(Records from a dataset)
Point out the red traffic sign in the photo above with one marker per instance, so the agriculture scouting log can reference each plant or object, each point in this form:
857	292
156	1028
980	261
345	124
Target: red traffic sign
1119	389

Required work: Print the records above exactly. Omit nothing.

Exercise result:
Point out the red traffic sign in the photo above with one marker per instance, so the agriculture scouting log can reference each plant or object, each point in this form:
857	292
156	1028
980	261
345	124
Target: red traffic sign
1119	389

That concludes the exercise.